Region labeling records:
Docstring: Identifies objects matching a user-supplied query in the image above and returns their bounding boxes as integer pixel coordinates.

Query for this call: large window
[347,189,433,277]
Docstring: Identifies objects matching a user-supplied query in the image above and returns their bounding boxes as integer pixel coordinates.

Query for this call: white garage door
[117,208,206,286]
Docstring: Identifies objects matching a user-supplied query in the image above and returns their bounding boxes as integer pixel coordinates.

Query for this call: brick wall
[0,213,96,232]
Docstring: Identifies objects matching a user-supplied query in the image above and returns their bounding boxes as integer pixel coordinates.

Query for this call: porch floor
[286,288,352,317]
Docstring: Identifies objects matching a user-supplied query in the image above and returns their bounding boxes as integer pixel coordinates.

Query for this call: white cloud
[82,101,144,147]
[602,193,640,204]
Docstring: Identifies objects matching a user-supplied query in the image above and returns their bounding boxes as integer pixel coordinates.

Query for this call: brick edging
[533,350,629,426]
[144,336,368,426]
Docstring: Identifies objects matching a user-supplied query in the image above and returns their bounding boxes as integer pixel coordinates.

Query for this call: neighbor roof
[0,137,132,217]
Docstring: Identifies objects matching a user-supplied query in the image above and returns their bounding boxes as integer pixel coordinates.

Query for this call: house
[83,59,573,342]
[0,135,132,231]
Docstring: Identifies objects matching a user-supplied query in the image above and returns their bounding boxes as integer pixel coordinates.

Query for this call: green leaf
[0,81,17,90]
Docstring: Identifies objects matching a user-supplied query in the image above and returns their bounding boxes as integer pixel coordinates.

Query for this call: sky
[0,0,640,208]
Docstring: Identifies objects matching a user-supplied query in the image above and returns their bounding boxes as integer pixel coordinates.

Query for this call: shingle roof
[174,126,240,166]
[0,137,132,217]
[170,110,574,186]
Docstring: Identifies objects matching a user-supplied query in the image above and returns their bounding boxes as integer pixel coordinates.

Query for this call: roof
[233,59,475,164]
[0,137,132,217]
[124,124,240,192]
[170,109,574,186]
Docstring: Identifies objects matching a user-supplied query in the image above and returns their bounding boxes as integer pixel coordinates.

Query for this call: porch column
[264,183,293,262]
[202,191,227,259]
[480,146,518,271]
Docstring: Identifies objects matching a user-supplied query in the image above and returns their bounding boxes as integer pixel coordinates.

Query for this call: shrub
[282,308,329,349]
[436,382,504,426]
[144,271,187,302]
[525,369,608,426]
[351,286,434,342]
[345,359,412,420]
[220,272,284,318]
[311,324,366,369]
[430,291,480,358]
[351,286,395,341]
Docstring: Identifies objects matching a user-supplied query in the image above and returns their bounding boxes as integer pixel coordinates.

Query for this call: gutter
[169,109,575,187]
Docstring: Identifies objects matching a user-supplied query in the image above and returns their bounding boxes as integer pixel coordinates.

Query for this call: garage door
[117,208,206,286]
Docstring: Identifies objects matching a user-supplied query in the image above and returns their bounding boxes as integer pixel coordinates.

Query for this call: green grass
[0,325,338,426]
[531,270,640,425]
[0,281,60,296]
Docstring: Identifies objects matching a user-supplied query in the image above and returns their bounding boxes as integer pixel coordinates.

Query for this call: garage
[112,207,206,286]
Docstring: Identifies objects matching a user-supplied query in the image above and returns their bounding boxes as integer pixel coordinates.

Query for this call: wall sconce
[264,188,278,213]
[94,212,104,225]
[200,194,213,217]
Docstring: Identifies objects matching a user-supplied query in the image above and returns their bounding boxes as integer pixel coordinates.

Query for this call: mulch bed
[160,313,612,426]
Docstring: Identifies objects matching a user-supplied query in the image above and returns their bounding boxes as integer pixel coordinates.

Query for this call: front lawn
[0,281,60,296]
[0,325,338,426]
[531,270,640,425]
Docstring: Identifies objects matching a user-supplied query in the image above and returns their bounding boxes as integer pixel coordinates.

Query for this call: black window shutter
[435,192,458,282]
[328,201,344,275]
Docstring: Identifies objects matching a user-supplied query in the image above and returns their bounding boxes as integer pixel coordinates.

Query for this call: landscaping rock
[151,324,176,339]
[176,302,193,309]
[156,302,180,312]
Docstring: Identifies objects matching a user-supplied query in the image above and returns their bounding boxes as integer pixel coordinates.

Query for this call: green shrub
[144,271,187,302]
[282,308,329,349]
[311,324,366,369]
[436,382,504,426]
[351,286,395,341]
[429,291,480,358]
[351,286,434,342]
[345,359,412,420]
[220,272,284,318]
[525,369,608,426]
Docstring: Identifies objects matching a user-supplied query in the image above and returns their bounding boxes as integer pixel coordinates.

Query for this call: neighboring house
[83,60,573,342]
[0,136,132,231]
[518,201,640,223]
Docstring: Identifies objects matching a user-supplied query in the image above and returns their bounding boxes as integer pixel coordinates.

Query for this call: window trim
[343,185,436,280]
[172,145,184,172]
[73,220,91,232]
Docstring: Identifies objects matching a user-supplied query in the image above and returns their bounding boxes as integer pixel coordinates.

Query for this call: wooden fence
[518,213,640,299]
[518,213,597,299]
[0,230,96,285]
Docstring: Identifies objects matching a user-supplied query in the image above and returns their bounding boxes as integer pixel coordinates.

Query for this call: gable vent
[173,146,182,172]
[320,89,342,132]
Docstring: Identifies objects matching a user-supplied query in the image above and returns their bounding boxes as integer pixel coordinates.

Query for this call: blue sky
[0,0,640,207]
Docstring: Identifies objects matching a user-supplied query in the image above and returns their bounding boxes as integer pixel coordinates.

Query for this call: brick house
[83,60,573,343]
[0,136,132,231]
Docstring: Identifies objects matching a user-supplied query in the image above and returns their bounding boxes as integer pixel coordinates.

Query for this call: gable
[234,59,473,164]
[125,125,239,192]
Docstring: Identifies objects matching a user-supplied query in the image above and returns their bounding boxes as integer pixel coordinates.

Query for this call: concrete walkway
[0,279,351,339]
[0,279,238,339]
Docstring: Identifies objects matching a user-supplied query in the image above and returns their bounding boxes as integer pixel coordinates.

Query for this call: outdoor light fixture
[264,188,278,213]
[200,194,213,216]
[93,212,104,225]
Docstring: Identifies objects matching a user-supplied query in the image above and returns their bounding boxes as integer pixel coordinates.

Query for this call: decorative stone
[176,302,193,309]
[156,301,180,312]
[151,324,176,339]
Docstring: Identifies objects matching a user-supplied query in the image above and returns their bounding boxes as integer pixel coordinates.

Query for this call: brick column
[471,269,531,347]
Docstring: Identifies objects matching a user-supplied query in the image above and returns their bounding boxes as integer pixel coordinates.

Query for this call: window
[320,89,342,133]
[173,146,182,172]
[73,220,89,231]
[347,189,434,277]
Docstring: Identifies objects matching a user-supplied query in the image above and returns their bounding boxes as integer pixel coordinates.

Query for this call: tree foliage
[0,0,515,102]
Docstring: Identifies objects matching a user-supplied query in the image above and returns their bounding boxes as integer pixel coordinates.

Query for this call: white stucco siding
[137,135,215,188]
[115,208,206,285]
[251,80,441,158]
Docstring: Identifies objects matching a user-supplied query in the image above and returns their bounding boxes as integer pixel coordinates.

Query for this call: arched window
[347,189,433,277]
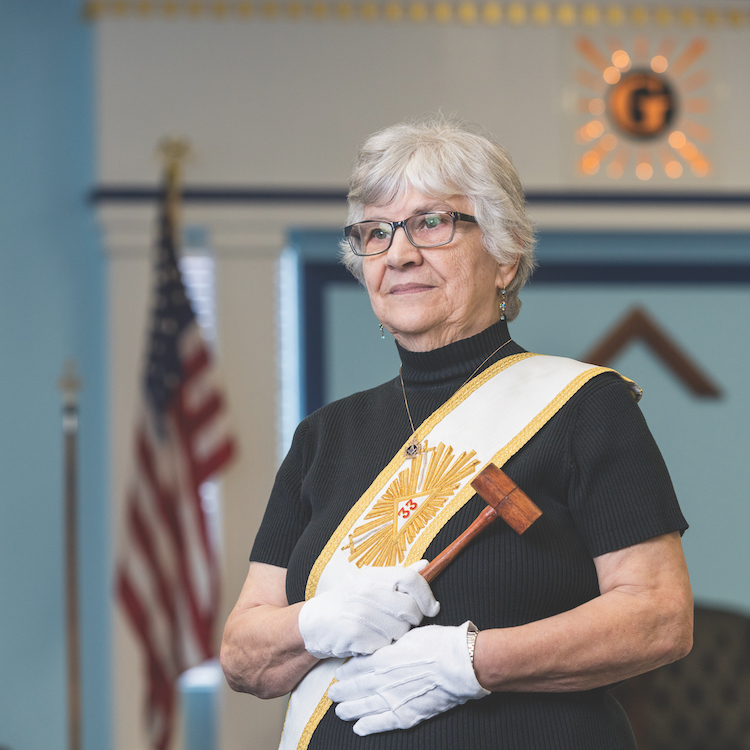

WHAT YOU ARE ASKED TO DO → Locate every line in the rows above that contains the string "green", treating uppercase and lowercase as different, and copy each of those lines out in full.

WRITTEN SOLUTION →
Query for this call: green leaf
Query for this call: green grass
Query for this call: green shrub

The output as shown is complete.